> REQUEST A: Filter the entries and copy every line that contains the string "white", treating uppercase and lowercase as different.
• • • •
In seriousness, it looks fun. It may not be particularly cerebral, but it's got to be better than Michael Bay's *Transformers*, which is the sort of film it's going to be compared to. That and *Cloverfield*, which it already has my vote over (eugh, shaky-cam).


----------



## Connavar (Dec 14, 2012)

Foxbat said:


> As much as I rate Del Toro highly as a director, he's not immune to making tripe.
> 
> _Exhibit A:_ *Mimic*....simply not a good movie.
> 
> I agree alien invasion movies are getting tiresome due their quantity in recent years but* I'll reserve judgement on Pacific Rim until I've seen it for myself.*



This is my point because no one is safe from making a bad film now and then but i trust Del Toro older works that was awesome action films or creative horror,fantasy.  I will look forward to this because i hope to see a good action film fun one.


----------



## Rodders (Dec 14, 2012)

I'm looking forward it. As long as the story isn't carried by set piece over mindless set piece, like Transformers, it'll be a fun ride


----------



## Dave (Dec 14, 2012)

I do like Pans Labyrinth. If this is 'just another alien invasion film' in the same way that that was 'just another second world war film', then you have a valid point. Unfortunately, I just watched the trailer like everyone else.


----------



## Teresa Edgerton (Dec 15, 2012)

I saw the trailer for Pacific Rim when I was at the theater.  As is the way of trailers, it was hard to discern the plot; it was just action, action, action.


----------



## alchemist (Dec 15, 2012)

Any parents out there know Big Guy and Rusty?

Looked good until the action figur-- sorry, the mega-sized Power Rangers. However, I will also reserve judgement, based on the del Toro factor.


----------



## REBerg (Oct 31, 2013)

Just watched this film on disc, and I was pleasantly surprised.

When I saw the first trailers, I thought that the whole monsters vs. giant robots thing was pretty hokey. All comparisons to classic Japanese monster films, _Transformers_ and _Power Rangers_ aside, I found _Pacific Rim_ to remarkably entertaining -- somewhat reminiscent of the first _RoboCop_ and original _Starship Troopers_, without the graphic violence found in both of those Paul Verhoeven offerings.

While _Pacific Rim_ special effects (which are stunning) definitely take center stage, the movie incorporates a lot of redeeming elements, including likable characters, humor, self-sacrifice and even a touch of romance. Of course, the willing suspension of disbelief required to enjoy most scifi experiences must be fully engaged.

Have the descendants of Earth dinosaurs been lying in wait until man-made climate changes rendered the planet ripe for inter-dimensional invasion? Should we expect these bad boys to be equipped with running lights and EMP capability? Are giant, two-man, rock-em-sock-em robots defending coastal cities really a better choice than tactical nukes deployed at the source?
• • • •
> REQUEST B: Condense the paragraph of the forum discussion above that begins "When I saw the first trailers" into a shorter version that keeps its main facts.
• • • •
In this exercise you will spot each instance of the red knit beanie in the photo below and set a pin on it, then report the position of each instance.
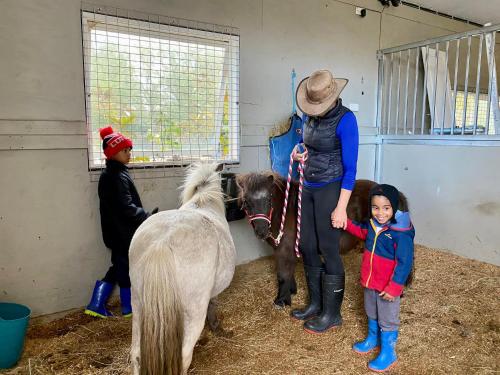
(112, 142)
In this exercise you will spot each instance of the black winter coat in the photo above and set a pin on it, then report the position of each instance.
(120, 206)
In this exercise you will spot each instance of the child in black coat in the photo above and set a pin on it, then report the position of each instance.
(121, 214)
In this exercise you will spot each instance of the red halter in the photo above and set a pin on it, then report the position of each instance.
(252, 218)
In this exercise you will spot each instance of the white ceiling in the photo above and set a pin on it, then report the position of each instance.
(480, 11)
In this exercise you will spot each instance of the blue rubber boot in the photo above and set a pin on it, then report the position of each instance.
(97, 305)
(387, 357)
(125, 302)
(371, 341)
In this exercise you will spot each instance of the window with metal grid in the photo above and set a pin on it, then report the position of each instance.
(171, 85)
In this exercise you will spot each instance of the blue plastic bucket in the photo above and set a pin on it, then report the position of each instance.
(14, 320)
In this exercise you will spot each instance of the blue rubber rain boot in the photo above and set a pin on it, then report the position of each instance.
(371, 341)
(97, 305)
(387, 357)
(125, 302)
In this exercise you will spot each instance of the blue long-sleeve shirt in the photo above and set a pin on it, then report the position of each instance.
(347, 132)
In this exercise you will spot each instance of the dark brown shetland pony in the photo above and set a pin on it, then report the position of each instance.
(262, 196)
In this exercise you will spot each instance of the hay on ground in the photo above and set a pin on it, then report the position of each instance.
(450, 325)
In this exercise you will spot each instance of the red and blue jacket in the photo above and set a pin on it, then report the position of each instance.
(388, 255)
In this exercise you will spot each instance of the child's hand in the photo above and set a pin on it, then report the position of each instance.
(339, 218)
(386, 296)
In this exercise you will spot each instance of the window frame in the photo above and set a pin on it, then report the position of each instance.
(181, 31)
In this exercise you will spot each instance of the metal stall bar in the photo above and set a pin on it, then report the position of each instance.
(466, 84)
(455, 86)
(478, 78)
(406, 91)
(399, 93)
(445, 88)
(415, 89)
(390, 98)
(380, 91)
(433, 116)
(441, 39)
(424, 92)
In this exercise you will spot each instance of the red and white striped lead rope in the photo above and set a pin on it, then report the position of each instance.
(277, 240)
• • • •
> WORKED SOLUTION A:
In this exercise you will spot each instance of the white ceiling in the photo above and set a pin on it, then report the position of each instance.
In this exercise you will spot each instance of the red and white striped lead rope in the photo above and set a pin on it, then report the position of each instance.

> WORKED SOLUTION B: From the first trailers, I thought the monsters vs. giant robots idea was pretty hokey. Setting aside comparisons to classic Japanese monster films, Transformers and Power Rangers, I found Pacific Rim remarkably entertaining. It was somewhat like the first RoboCop and the original Starship Troopers, but without the graphic violence of those Paul Verhoeven films.